◆ Work to be completed:
Take the material below and write it all out again exactly.

━━━━━━

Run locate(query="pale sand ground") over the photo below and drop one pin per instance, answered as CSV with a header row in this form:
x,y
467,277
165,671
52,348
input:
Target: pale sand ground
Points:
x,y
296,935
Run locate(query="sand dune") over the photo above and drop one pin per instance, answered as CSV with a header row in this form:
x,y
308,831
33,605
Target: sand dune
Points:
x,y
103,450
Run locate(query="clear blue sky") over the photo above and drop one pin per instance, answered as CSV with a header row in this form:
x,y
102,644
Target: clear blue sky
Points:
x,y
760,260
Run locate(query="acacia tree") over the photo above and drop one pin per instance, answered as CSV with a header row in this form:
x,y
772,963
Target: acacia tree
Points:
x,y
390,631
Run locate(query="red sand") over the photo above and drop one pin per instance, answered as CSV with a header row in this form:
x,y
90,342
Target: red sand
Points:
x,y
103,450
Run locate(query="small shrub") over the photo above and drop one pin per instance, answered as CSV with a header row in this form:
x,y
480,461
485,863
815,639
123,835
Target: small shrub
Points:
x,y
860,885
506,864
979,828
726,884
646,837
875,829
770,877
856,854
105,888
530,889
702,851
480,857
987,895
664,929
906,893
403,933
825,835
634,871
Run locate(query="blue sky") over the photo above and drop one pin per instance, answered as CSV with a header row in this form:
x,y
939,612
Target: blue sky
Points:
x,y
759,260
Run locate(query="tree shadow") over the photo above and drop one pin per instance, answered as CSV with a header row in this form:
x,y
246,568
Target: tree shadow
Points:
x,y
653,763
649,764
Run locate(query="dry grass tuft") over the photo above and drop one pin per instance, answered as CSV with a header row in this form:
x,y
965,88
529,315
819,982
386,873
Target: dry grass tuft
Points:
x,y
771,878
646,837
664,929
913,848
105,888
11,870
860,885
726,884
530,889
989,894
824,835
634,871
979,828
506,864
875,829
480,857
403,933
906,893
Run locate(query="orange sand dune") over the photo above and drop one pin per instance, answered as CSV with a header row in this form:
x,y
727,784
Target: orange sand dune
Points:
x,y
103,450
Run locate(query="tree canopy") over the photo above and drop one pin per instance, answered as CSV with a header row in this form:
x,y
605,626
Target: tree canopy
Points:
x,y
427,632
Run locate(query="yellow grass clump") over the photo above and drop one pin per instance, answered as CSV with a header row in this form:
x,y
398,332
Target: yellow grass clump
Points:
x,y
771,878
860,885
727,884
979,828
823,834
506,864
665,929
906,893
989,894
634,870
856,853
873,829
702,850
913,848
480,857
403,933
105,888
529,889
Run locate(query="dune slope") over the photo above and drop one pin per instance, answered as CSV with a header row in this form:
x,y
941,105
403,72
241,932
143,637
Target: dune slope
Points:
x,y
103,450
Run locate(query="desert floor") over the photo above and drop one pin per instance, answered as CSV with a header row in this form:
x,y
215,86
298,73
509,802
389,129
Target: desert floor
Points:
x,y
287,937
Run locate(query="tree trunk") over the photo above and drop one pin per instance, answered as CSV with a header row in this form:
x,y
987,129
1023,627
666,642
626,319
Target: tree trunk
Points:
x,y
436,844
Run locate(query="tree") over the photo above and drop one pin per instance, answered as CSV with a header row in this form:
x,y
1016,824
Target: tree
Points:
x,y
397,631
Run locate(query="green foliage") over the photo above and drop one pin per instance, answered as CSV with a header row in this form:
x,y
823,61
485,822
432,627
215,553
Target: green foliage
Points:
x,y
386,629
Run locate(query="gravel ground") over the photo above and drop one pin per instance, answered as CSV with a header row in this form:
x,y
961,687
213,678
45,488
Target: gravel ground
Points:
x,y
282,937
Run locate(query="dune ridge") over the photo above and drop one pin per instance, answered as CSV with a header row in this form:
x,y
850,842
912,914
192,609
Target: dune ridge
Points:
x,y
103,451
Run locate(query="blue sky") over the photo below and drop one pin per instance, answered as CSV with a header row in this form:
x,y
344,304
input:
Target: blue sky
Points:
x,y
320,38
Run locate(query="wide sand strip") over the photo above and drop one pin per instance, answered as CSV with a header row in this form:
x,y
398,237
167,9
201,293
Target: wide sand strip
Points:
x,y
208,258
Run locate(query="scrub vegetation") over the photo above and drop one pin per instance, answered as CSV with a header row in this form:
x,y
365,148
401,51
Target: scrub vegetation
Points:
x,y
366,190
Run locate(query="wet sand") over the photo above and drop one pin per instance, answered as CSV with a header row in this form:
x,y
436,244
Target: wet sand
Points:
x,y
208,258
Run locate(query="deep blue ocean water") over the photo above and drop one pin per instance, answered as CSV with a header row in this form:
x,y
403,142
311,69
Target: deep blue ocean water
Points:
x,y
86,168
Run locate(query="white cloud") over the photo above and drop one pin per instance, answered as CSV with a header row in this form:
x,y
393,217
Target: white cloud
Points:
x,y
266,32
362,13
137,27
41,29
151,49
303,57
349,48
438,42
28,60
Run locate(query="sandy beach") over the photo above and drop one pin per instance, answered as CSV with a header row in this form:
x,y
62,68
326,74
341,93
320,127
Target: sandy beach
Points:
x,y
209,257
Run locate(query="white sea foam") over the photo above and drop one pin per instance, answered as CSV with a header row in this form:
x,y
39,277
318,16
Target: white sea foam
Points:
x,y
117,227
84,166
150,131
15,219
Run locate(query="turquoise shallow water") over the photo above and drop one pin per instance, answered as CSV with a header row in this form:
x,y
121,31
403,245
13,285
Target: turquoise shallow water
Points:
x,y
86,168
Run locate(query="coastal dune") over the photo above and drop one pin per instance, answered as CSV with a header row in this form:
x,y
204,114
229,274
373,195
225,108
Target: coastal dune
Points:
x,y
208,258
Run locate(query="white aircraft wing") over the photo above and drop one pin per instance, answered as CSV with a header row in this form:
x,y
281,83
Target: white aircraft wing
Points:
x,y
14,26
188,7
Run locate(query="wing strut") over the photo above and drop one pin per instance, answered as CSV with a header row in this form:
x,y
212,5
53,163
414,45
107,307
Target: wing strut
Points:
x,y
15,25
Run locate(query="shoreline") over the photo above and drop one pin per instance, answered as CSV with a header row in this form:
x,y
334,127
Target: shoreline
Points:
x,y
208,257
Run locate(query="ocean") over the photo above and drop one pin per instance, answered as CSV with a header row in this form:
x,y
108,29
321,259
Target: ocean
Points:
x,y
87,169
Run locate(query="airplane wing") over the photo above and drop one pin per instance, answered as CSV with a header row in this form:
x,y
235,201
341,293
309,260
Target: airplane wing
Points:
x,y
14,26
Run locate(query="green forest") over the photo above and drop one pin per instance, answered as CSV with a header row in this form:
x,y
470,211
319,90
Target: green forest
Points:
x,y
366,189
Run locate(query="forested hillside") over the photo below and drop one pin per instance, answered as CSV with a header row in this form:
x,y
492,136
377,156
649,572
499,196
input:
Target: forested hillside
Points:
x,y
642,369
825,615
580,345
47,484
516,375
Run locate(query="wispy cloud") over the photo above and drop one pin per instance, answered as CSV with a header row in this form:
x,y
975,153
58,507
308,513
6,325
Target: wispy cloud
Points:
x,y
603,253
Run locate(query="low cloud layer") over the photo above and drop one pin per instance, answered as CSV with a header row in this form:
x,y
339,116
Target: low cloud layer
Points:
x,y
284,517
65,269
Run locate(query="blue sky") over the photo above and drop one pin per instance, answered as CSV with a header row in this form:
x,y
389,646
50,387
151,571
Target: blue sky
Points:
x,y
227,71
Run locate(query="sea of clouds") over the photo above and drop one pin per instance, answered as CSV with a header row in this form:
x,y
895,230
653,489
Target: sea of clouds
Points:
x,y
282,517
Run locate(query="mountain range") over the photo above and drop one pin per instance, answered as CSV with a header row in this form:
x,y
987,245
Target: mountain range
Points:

━━━━━━

◆ Written reply:
Run locate(query="pale sand ground") over the photo below and drop one pin per instance, answered as CSV with a header row in this form:
x,y
467,277
165,671
52,348
input:
Target: pale sand ground
Points:
x,y
296,935
Run locate(query="sand dune") over the photo above and drop one pin per instance, answered as CSV with a header row in this form:
x,y
308,831
33,605
Target: sand dune
Points:
x,y
103,450
Run locate(query="clear blue sky") over the photo above and drop one pin per instance, answered as CSV with a header row in this form:
x,y
102,644
Target: clear blue sky
Points:
x,y
760,260
Run locate(query="acacia tree") over the photo above and drop one pin per instance, answered as CSV with a header row in this form:
x,y
772,963
Target: acacia tree
Points:
x,y
390,631
Run locate(query="red sand") over the photo above and drop one pin per instance, answered as CSV with a header row in this form:
x,y
90,342
Target: red sand
Points:
x,y
103,450
Run locate(query="small shrub") over the photo above and drop one pin per instance, answered as CSV with a header row in this form:
x,y
480,461
485,863
815,639
123,835
Target: small shrub
Points:
x,y
860,885
506,864
979,828
726,884
646,837
875,829
770,877
856,854
105,888
530,889
702,851
480,857
987,895
664,929
906,893
403,933
825,835
634,871
Run locate(query="blue sky") over the photo above and drop one pin per instance, answered as CSV with a header row in this form:
x,y
939,612
Target: blue sky
Points:
x,y
759,260
Run locate(query="tree shadow") over the photo above and drop one pin per instance, answered as CSV with a header row in this form:
x,y
246,568
Target: tree shadow
Points:
x,y
653,763
649,764
Run locate(query="dry grass tuft") over the photo above and drop one pin per instance, answered as CSV with a header row in this form:
x,y
965,88
529,315
819,982
386,873
Target: dry grass tuft
Points:
x,y
771,878
646,837
664,929
913,848
105,888
11,870
860,885
726,884
530,889
989,894
824,835
634,871
979,828
506,864
875,829
480,857
403,933
906,893
Run locate(query="orange sand dune") over the photo above and drop one pin per instance, answered as CSV with a header row in this form:
x,y
727,784
Target: orange sand dune
Points:
x,y
103,450
Run locate(query="tree canopy") over the photo above and drop one pin per instance, answered as CSV with a header row in this form:
x,y
605,626
Target: tree canopy
Points:
x,y
427,632
Run locate(query="yellow grass clump") over the photo above and drop one pin per instance, answered as CSV with a header row in this form:
x,y
398,332
Target: yellow grass clump
Points:
x,y
771,878
860,885
727,884
979,828
823,834
506,864
665,929
906,893
989,894
634,870
856,853
873,829
702,850
913,848
480,857
403,933
105,888
529,889
Run locate(query="dune slope") over the photo above and drop one pin per instance, answered as CSV with a header row in this form:
x,y
941,105
403,72
241,932
143,637
Target: dune slope
Points:
x,y
103,450
Run locate(query="desert floor") over the photo above and drop one pin per instance, answered as CSV with a header row in this form:
x,y
215,86
298,73
509,802
389,129
Target: desert floor
Points:
x,y
287,937
Run locate(query="tree trunk") over the photo above and drop one pin per instance, answered as CSV with a header row in this form:
x,y
987,129
1023,627
666,642
626,319
Target: tree trunk
Points:
x,y
436,844
Run locate(query="tree") over the photo above and drop one pin per instance, answered as CSV with a header row in this form:
x,y
1016,824
Target: tree
Points:
x,y
397,631
Run locate(query="green foliage") over the photo above and drop one pin per instance, answered as CSV with a header row in this form:
x,y
823,61
485,822
432,627
215,553
Target: green foliage
Points:
x,y
386,629
Run locate(query="gravel ground") over the photo above and drop one pin per instance, answered as CSV with a header row in this form:
x,y
961,687
213,678
45,488
Target: gravel ground
Points:
x,y
282,937
Run locate(query="dune ridge") over the photo above and drop one pin per instance, answered as CSV with a header row in this form:
x,y
850,842
912,914
192,609
Target: dune ridge
Points:
x,y
103,451
Run locate(query="blue sky") over the photo below and drop one pin per instance, answered as CSV with a header row in this form:
x,y
344,304
input:
Target: blue sky
Points:
x,y
320,38
Run locate(query="wide sand strip") over the photo above and drop one pin per instance, answered as CSV with a header row in this form:
x,y
398,237
167,9
201,293
Target: wide sand strip
Points:
x,y
208,258
Run locate(query="scrub vegetation") over the photo above and drop one pin per instance, answered as CSV with a header row in this form:
x,y
365,148
401,51
Target: scrub vegetation
Points:
x,y
366,190
Run locate(query="wet sand") over the photo above and drop one pin per instance, answered as CSV with a header row in this form:
x,y
436,244
Target: wet sand
Points:
x,y
208,258
Run locate(query="deep blue ocean water") over the photo above and drop one pin per instance, answered as CSV with a header row in this form:
x,y
403,142
311,69
Target: deep blue ocean water
Points:
x,y
86,168
Run locate(query="white cloud") over the photo above and drop one pin per instance, answered as CSV with a header row in this form:
x,y
393,217
Target: white cloud
Points:
x,y
266,32
362,13
137,27
41,29
151,49
303,57
349,48
438,42
28,60
Run locate(query="sandy beach") over the photo above and drop one pin per instance, answered as CSV with a header row in this form:
x,y
62,68
326,74
341,93
320,127
Target: sandy beach
Points:
x,y
209,257
Run locate(query="white sea foam") over the photo above and drop one pin per instance, answered as CSV with a header row in this form:
x,y
39,277
318,16
Target: white sea foam
Points:
x,y
117,227
84,166
150,131
15,219
Run locate(query="turquoise shallow water") over the photo above and drop one pin per instance, answered as CSV with a header row in this form:
x,y
121,31
403,245
13,285
Target: turquoise shallow water
Points:
x,y
86,168
Run locate(query="coastal dune") over the photo above and drop one pin per instance, answered as CSV with a header row in this form:
x,y
204,114
229,274
373,195
225,108
Target: coastal dune
Points:
x,y
208,258
Run locate(query="white aircraft wing") over the photo above and drop one pin per instance, answered as CSV with a header row in this form:
x,y
281,83
Target: white aircraft wing
Points:
x,y
14,26
188,7
Run locate(query="wing strut") over the photo above and drop one pin per instance, answered as CSV with a header row in this form:
x,y
212,5
53,163
414,45
107,307
Target: wing strut
Points:
x,y
15,25
Run locate(query="shoreline") over the photo above and drop one pin per instance, answered as CSV with a header row in this form:
x,y
334,127
Target: shoreline
Points:
x,y
208,257
Run locate(query="ocean") over the photo above and drop one pin per instance, answered as CSV with a header row in this form:
x,y
108,29
321,259
Target: ocean
Points:
x,y
87,169
Run locate(query="airplane wing") over the photo above and drop one pin per instance, answered as CSV with a header row in this form:
x,y
235,201
341,293
309,260
Target: airplane wing
Points:
x,y
14,26
Run locate(query="green forest") over the photo above and drop one pin per instance, answered as CSV with a header row in this form:
x,y
470,211
319,90
Target: green forest
Points:
x,y
366,189
Run locate(query="forested hillside") over the photo below and drop one pin per instance, answered as CSV with a header row in this form:
x,y
492,136
377,156
649,572
499,196
input:
Target: forested hillside
Points:
x,y
642,369
825,615
580,345
47,484
516,375
Run locate(query="wispy cloud") over the photo above and drop one pin per instance, answered as CSV with a header row in this form:
x,y
975,153
58,507
308,513
6,325
Target: wispy cloud
Points:
x,y
603,253
Run locate(query="low cloud layer") over the photo above and drop one pin per instance, answered as CSV with a header row in this form:
x,y
339,116
Target: low cloud layer
Points:
x,y
284,517
65,269
Run locate(query="blue sky") over the photo above and drop one pin per instance, answered as CSV with a header row in this form:
x,y
389,646
50,387
151,571
Target: blue sky
Points:
x,y
227,71
Run locate(query="sea of clouds") over the photo above and drop one pin per instance, answered as CSV with a header row in this form:
x,y
895,230
653,489
Target: sea of clouds
Points:
x,y
282,517
Run locate(query="mountain range") over the photo above and drop one pin per instance, answered as CSV with a header row in this form:
x,y
987,245
Target: mountain range
Points:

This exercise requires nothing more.